[Extracted information]
○ ○ ○

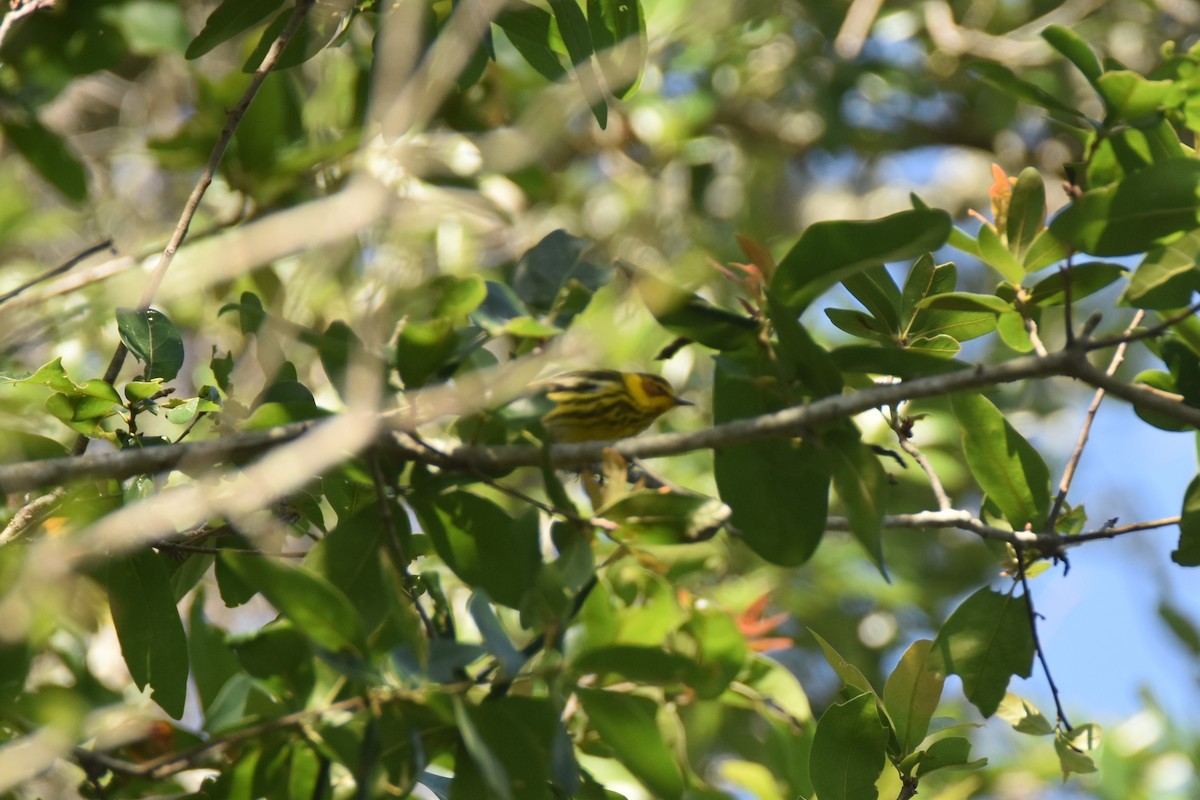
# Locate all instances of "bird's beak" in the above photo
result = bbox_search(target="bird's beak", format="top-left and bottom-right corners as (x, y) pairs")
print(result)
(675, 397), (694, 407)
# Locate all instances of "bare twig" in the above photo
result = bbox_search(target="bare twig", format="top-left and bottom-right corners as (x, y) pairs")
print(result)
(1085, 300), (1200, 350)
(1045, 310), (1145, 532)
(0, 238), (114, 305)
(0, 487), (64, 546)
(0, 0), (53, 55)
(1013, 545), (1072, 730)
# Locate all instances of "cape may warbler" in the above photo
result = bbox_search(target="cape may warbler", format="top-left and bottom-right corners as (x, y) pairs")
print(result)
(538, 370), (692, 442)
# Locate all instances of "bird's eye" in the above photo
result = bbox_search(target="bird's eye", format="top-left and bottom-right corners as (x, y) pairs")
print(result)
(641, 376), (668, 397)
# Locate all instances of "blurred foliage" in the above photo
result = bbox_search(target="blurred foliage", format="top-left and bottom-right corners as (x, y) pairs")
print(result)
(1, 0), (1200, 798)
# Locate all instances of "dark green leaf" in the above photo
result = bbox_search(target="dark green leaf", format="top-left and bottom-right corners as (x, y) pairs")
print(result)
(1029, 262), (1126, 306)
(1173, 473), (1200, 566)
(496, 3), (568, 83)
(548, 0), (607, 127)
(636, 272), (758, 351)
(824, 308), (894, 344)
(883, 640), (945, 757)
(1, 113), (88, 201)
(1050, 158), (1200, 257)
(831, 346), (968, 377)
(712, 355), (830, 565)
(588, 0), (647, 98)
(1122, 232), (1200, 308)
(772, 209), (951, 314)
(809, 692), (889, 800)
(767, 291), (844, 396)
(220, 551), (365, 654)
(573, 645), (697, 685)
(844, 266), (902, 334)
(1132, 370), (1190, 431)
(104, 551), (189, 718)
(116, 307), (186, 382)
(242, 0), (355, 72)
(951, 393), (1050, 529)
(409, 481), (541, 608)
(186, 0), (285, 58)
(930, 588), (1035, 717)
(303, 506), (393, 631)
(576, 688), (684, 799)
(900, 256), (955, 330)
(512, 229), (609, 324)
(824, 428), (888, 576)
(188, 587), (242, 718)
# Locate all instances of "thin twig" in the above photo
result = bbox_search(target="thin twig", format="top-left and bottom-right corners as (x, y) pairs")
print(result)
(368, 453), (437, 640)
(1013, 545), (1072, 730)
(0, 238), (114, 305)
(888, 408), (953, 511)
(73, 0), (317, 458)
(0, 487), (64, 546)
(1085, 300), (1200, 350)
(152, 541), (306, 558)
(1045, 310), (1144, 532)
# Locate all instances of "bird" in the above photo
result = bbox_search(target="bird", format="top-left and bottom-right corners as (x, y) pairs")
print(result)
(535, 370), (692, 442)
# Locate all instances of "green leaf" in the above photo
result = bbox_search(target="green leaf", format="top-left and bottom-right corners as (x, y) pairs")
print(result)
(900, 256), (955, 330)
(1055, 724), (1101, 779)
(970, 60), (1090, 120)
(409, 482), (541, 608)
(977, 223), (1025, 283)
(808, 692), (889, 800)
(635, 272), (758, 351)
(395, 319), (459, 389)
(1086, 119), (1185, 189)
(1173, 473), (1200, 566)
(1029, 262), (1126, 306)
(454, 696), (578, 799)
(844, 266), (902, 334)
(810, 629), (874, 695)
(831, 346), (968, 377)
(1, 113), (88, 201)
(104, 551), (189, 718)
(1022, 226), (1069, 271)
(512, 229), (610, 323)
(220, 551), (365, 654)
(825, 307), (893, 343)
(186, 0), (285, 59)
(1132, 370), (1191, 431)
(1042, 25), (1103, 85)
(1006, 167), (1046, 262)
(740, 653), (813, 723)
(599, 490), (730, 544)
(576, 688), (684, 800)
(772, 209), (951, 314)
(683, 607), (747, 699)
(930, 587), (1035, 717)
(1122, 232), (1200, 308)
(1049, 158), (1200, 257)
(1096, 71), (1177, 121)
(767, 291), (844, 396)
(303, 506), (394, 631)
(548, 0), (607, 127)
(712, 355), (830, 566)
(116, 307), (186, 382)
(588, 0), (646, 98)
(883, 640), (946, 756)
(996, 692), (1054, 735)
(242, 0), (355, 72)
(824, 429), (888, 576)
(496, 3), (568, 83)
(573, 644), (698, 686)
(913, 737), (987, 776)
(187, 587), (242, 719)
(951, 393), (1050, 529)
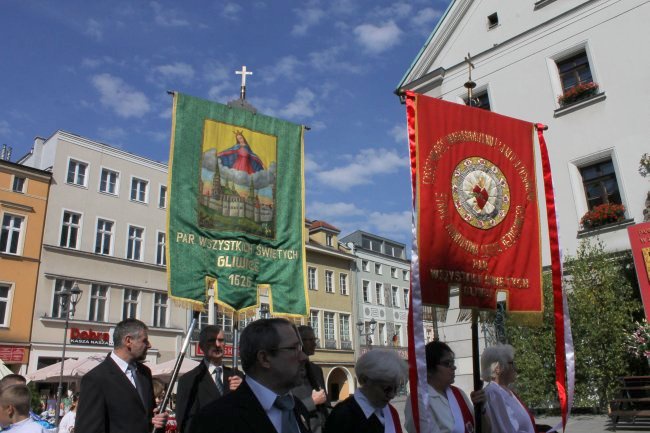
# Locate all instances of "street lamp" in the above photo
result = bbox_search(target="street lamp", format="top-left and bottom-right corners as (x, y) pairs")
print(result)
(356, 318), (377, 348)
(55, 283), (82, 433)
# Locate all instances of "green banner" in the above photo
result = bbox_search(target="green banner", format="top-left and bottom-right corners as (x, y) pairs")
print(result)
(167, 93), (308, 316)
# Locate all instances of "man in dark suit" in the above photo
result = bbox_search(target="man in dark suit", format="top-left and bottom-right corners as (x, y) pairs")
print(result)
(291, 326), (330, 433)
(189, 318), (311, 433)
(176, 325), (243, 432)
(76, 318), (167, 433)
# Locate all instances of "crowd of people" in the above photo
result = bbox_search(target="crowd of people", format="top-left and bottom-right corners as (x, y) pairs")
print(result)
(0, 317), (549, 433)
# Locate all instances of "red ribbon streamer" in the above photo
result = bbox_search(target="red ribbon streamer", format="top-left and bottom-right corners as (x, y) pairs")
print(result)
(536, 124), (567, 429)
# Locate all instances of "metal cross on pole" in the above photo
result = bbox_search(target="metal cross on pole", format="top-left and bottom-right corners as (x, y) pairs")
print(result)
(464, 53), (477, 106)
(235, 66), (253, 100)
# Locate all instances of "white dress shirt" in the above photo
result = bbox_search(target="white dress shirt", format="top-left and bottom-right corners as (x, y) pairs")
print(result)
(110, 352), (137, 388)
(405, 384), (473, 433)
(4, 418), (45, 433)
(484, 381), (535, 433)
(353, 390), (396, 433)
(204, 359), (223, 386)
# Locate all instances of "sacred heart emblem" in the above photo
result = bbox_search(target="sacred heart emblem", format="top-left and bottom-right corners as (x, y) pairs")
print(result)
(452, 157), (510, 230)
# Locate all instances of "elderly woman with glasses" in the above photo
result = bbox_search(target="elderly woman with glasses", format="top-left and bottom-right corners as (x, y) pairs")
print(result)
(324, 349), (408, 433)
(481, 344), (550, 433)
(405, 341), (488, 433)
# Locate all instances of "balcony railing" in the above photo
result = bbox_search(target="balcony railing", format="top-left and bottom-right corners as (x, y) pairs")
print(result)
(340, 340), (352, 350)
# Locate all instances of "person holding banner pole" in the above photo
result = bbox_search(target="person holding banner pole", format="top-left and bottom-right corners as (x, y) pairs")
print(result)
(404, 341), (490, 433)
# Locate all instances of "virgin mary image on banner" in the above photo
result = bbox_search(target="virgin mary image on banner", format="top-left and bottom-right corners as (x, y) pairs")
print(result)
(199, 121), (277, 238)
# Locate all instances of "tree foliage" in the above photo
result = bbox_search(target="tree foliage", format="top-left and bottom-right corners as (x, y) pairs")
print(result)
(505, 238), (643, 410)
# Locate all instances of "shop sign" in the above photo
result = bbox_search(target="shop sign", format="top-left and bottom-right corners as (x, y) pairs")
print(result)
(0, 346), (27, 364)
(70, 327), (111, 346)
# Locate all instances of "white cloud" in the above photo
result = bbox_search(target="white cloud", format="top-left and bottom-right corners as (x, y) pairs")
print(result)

○ ○ ○

[Directions]
Please set down the records above verbatim, with each picture left out.

[Expected answer]
# Locate all instances of "bird's beak" in the above photo
result = bbox_search(target="bird's beak", format="top-left and bottom-right corners as (x, y) pairs")
print(result)
(675, 397), (694, 407)
# Locate all instances of "bare twig" in the above photo
result = bbox_search(target="bare twig", format="top-left and bottom-right corners as (x, y) pairs")
print(result)
(1085, 300), (1200, 350)
(1045, 310), (1145, 532)
(0, 238), (114, 305)
(0, 487), (64, 546)
(0, 0), (53, 55)
(1013, 545), (1072, 730)
# Locate all instances of "cape may warbler" in the above photo
result = bbox_search(target="cape may warbler", format="top-left and bottom-right corners as (x, y) pairs")
print(result)
(538, 370), (692, 442)
# Locate all instances of "bird's eye" in the above photo
result = bbox_search(target="bird's eye", format="top-left and bottom-right corners as (x, y) pairs")
print(result)
(641, 376), (668, 397)
# Locate all instances of "blurred foliage" in the above photo
result = bbox_search(target="blurred foliage", format="top-left and bottom-right corners as (x, y) pairs")
print(result)
(1, 0), (1200, 798)
# Locate all instances of "dark green leaf" in the above photo
result = bbox_search(target="dark green leaf", format="top-left and bottom-right corners as (x, y) pairs")
print(result)
(1029, 262), (1126, 306)
(1173, 473), (1200, 566)
(496, 3), (568, 83)
(548, 0), (607, 127)
(636, 272), (758, 351)
(824, 308), (894, 344)
(883, 640), (945, 757)
(1, 113), (88, 201)
(1050, 158), (1200, 257)
(831, 346), (968, 377)
(712, 355), (830, 565)
(588, 0), (647, 98)
(1122, 232), (1200, 308)
(772, 209), (951, 314)
(809, 692), (889, 800)
(767, 291), (844, 396)
(220, 551), (365, 654)
(573, 645), (697, 685)
(844, 266), (902, 334)
(1132, 370), (1190, 431)
(104, 551), (189, 718)
(116, 307), (186, 382)
(242, 0), (355, 72)
(951, 393), (1050, 529)
(409, 481), (541, 608)
(186, 0), (285, 58)
(930, 588), (1035, 717)
(303, 506), (393, 631)
(576, 688), (684, 799)
(900, 256), (955, 330)
(512, 229), (609, 324)
(824, 428), (888, 576)
(188, 587), (242, 718)
# Locate all instances of "thin twig" in the above photo
result = bbox_search(target="thin twig", format="top-left and bottom-right corners as (x, y) pairs")
print(result)
(368, 453), (437, 640)
(1013, 545), (1072, 730)
(0, 238), (114, 305)
(888, 408), (953, 511)
(73, 0), (317, 458)
(0, 487), (64, 546)
(1085, 300), (1200, 350)
(152, 541), (306, 558)
(1045, 310), (1144, 532)
# Locate all instances of "bird" in the above photo
result = bbox_search(target="bird", format="top-left and bottom-right corners as (x, y) pairs")
print(result)
(535, 370), (692, 442)
# Locate all instances of "green leaf" in the above photo
result = bbox_search(target="green leaf", format="top-left and bottom-right corners as (x, y) pairs")
print(result)
(900, 256), (955, 330)
(1055, 724), (1101, 779)
(970, 60), (1090, 120)
(409, 482), (541, 608)
(977, 223), (1025, 283)
(808, 692), (889, 800)
(635, 272), (758, 351)
(395, 319), (459, 389)
(1086, 119), (1185, 189)
(1173, 473), (1200, 566)
(1029, 262), (1126, 306)
(454, 696), (578, 799)
(844, 266), (902, 334)
(810, 629), (874, 695)
(831, 346), (968, 377)
(1, 113), (88, 201)
(104, 551), (189, 718)
(1022, 226), (1069, 271)
(512, 229), (610, 323)
(220, 551), (365, 654)
(825, 307), (893, 343)
(186, 0), (285, 59)
(1132, 370), (1191, 431)
(1042, 25), (1103, 85)
(1006, 167), (1046, 262)
(740, 653), (813, 723)
(599, 490), (730, 544)
(576, 688), (684, 800)
(772, 209), (951, 314)
(683, 607), (747, 699)
(930, 587), (1035, 717)
(1122, 232), (1200, 308)
(1049, 158), (1200, 257)
(1096, 71), (1177, 121)
(767, 291), (844, 396)
(303, 506), (394, 631)
(548, 0), (607, 127)
(712, 355), (830, 566)
(116, 307), (186, 382)
(588, 0), (646, 98)
(883, 640), (946, 756)
(996, 692), (1054, 735)
(242, 0), (355, 72)
(824, 429), (888, 576)
(496, 3), (568, 83)
(573, 644), (698, 686)
(913, 737), (987, 776)
(187, 587), (242, 719)
(951, 393), (1050, 529)
# Locate all instances of "street lamp" in the above photo
result = bbox_search(target="street lamp", format="top-left and bottom-right corners as (x, y) pairs")
print(result)
(356, 318), (377, 348)
(55, 283), (82, 433)
# Locate all instances of "green banner" in the above photo
result = bbox_search(target="green banner", format="top-left and bottom-right corners as (x, y) pairs")
print(result)
(167, 93), (308, 316)
# Locate all instances of "man in dark suit" in the above photo
result = bbox_search(target="man in dark suit", format="top-left and bottom-right corners as (x, y) pairs")
print(result)
(291, 326), (330, 433)
(189, 318), (311, 433)
(176, 325), (243, 432)
(76, 318), (167, 433)
# Locate all instances of "crowd of people" in the above photo
result = bbox_search(target="crowd of people", format="top-left and bottom-right corners as (x, y) pairs")
print(result)
(0, 317), (549, 433)
# Locate all instances of "red ribbon streamer" in the above photo
result = bbox_search(target="red ribbon streamer", format="top-left and bottom-right corners as (x, y) pairs")
print(result)
(536, 124), (567, 429)
# Locate all instances of "metal cross on pole" in the above photo
result = bbox_search(target="metal cross on pole", format="top-left and bottom-right corners as (x, y) pairs")
print(result)
(464, 53), (477, 106)
(235, 66), (253, 100)
# Locate all instances of "white dress shirt" in the above photo
result = bbox_search(target="white dress shirt", format="top-left and bottom-right corners as (x, y) pairs")
print(result)
(110, 352), (137, 388)
(405, 384), (473, 433)
(4, 418), (45, 433)
(484, 381), (535, 433)
(353, 390), (396, 433)
(204, 359), (223, 386)
# Locate all instances of "sacred heart emblem" in the above photo
result = bbox_search(target="sacred heart emblem", format="top-left and bottom-right corners as (x, y) pairs")
print(result)
(452, 157), (510, 230)
# Locate all instances of "elderly woman with glasses" in the above photo
result = bbox_search(target="elderly woman with glasses", format="top-left and bottom-right corners as (x, y) pairs")
print(result)
(324, 349), (408, 433)
(481, 344), (550, 433)
(405, 341), (488, 433)
# Locate all instances of "balcony railing" in the above photo
result = bbox_search(target="balcony railing", format="top-left and bottom-right corners as (x, y) pairs")
print(result)
(340, 340), (352, 350)
# Locate all instances of "person holding banner pole" in the above photo
result = bbox_search(target="person holding banner pole", format="top-left and bottom-right corners as (x, y) pairs")
print(result)
(404, 341), (490, 433)
# Locate all instances of "virgin mary image on banner" in the above photo
result = bbox_search(target="virgin mary image on banner", format="top-left and bottom-right corners as (x, y) pairs")
print(result)
(199, 121), (277, 238)
# Locate all instances of "tree foliage" in the above photo
result = bbox_search(target="tree foliage", format="top-left and bottom-right corners as (x, y) pairs")
print(result)
(505, 238), (643, 410)
# Locate all instances of "shop sign" in the above photo
result = bbox_search(target="shop sign", format="top-left and bottom-right corners as (x, y) pairs")
print(result)
(0, 346), (27, 364)
(70, 327), (111, 346)
# Locate all instances of "white cloud" in the above photo
result = bbox_search(target="white cloud", format="top-left and bottom-right corners as (x, y) pairs")
print(result)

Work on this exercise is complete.